### Text block
Atrazine exposure induces abnormal swimming behavior of tadpoles under light and/or dark stimuli: A comprehensive multi-omics insights from eyes and brain

Atrazine, a widely used pesticide, can damage organs and affect the respond ability of aquatic animals to environmental stimuli. To explore the amphibian response to light and/or dark stimuli following pesticide exposure, a comparative analysis was conducted on the swimming behavior of Pelophylax nigromaculatus tadpoles (Gs 8 - Gs 36, from fertilised egg to forelimb appearance) following a 60-day exposure period to atrazine. Additionally, an examination of ocular structures, eye metabolism, and brain transcription was undertaken across the treatment groups. This comprehensive approach aimed to elucidate how pollutants disrupt an individual's response to light-dark stimuli by interfering with both the light-sensing organs (eyes) and the signal-processing organ (brain). Under light conditions, atrazine exposure significantly increased the total movement distance of tadpoles. In contrast, under dark conditions, atrazine induced more pronounced hyperactivity, with significant elevations in moving distance, maximum acceleration, average activity, and moving frequency. Additionally, under light/dark alternating conditions, atrazine specifically enhanced moving frequency compared to control groups. Anatomical analysis of the eyes showed that atrazine exposure led to a notable increase in the thickness of the retinal pigmented epithelium (RPE), photoreceptor layer (PL), and inner plexiform layer (IPL) in tadpoles, while significantly decreasing the thickness of the inner nuclear layer (INL), outer nuclear layer (ONL), and ganglion cell layer (GCL). Metabolic analysis of the eyes indicated significant alterations in serotonergic synapse, arachidonic acid metabolism, and linoleic acid metabolism pathways due to atrazine exposure. Additionally, transcriptomic analysis of brain tissue revealed altered neutrophil activation, granulocyte activation, and leukocyte migration pathways, accompanied by upregulated gene expression of TNIP1, HAMP, CORO1A, LTA4H, RARRES2, and C1QA. The above multi omics evidence suggests that exposure to atrazine can cause structural damage and metabolic disorders in tadpole eyes, as well as abnormal expression of photosensitive genes in the brain, ultimately leading to abnormal photoresponsive behavior in amphibians. This discovery provides a new theoretical basis for the molecular mechanism of pesticide pollutants interfering with the environmental adaptability of aquatic animals.

### Dataset entries

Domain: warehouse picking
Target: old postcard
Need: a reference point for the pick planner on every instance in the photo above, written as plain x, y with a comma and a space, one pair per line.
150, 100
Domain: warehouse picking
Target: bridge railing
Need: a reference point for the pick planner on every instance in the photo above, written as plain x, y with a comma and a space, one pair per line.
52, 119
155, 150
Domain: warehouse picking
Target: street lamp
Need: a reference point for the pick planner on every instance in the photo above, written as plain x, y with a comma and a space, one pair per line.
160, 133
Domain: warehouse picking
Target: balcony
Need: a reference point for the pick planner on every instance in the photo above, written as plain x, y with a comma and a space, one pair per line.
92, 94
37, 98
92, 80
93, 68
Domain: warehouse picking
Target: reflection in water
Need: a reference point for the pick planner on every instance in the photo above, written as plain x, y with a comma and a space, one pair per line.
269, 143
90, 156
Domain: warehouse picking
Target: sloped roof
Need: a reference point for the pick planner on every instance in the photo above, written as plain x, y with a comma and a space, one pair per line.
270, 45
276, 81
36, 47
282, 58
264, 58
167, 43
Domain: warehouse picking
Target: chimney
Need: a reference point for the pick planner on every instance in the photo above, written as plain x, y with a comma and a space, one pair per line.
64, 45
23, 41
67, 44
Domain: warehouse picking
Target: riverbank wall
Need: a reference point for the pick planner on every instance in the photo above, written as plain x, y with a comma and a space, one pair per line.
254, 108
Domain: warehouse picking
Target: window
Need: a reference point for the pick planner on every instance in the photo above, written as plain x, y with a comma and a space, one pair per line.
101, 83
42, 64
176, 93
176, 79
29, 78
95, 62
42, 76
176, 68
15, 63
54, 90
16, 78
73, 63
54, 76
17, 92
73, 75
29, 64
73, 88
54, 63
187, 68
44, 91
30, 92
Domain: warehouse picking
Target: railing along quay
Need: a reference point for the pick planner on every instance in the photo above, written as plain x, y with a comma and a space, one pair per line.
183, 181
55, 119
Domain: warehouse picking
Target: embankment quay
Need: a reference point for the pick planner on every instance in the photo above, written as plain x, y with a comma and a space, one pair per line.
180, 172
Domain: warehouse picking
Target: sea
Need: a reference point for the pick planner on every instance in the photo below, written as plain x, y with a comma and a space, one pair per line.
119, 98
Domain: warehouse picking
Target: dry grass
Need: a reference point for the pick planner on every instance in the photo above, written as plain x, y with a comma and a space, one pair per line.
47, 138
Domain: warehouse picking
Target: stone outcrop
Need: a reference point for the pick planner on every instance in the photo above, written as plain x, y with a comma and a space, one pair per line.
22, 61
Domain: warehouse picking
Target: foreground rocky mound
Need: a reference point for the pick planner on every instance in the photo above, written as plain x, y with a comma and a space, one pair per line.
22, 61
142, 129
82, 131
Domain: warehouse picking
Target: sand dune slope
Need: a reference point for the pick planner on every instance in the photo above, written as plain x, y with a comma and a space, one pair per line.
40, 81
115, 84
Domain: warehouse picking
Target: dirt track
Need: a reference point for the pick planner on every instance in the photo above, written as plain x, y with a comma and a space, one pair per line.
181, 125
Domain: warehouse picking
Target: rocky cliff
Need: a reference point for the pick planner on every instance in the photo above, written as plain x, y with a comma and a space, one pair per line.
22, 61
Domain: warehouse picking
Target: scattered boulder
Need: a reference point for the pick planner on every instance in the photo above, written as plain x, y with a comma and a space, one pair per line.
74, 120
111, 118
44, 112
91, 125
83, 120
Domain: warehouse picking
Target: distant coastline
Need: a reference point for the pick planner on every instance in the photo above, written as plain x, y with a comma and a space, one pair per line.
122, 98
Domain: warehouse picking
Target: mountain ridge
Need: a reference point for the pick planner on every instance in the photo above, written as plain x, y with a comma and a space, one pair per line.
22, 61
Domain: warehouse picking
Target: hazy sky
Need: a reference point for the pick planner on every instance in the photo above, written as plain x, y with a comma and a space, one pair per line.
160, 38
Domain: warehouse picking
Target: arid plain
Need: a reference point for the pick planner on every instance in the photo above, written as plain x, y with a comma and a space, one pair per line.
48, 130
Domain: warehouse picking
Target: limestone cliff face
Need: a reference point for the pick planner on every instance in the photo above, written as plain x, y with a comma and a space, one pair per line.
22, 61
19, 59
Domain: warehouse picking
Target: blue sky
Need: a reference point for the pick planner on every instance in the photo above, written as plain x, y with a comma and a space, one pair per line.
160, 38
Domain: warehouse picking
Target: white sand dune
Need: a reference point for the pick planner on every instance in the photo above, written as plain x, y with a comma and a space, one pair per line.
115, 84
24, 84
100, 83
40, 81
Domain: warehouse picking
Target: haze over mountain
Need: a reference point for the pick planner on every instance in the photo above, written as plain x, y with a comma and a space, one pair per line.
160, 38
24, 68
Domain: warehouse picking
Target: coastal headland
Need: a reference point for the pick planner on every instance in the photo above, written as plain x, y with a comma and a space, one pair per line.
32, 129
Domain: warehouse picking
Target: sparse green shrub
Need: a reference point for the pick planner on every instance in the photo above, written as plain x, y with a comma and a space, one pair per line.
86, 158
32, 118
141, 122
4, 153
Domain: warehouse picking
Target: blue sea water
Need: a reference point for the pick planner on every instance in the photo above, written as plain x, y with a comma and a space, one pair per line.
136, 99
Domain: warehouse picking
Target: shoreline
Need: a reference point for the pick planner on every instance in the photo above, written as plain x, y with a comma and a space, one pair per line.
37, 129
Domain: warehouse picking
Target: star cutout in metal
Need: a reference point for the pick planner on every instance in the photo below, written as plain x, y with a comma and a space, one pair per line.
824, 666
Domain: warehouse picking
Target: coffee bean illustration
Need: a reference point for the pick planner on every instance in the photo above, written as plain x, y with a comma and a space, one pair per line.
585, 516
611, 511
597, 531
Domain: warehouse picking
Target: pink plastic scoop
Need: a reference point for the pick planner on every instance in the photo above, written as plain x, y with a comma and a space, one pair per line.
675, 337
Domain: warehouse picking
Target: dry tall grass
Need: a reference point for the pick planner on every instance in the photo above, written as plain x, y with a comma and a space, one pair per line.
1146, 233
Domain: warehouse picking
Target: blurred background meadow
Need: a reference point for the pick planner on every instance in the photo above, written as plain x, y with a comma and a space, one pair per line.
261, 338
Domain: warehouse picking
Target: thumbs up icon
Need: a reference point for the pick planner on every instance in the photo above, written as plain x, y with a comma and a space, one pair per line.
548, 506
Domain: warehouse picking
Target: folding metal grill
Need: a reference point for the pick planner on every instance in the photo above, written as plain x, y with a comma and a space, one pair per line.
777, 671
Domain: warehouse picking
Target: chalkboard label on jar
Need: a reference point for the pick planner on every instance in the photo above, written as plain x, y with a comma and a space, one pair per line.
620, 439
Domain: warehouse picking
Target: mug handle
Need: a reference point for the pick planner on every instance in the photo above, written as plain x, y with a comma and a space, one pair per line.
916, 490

### Work instruction
Translate this sentence from the atrazine abstract into Spanish: "Under light conditions, atrazine exposure significantly increased the total movement distance of tadpoles."

### Worked solution
En condiciones de luz, la exposición a la atrazina aumentó significativamente la distancia total de movimiento de los renacuajos.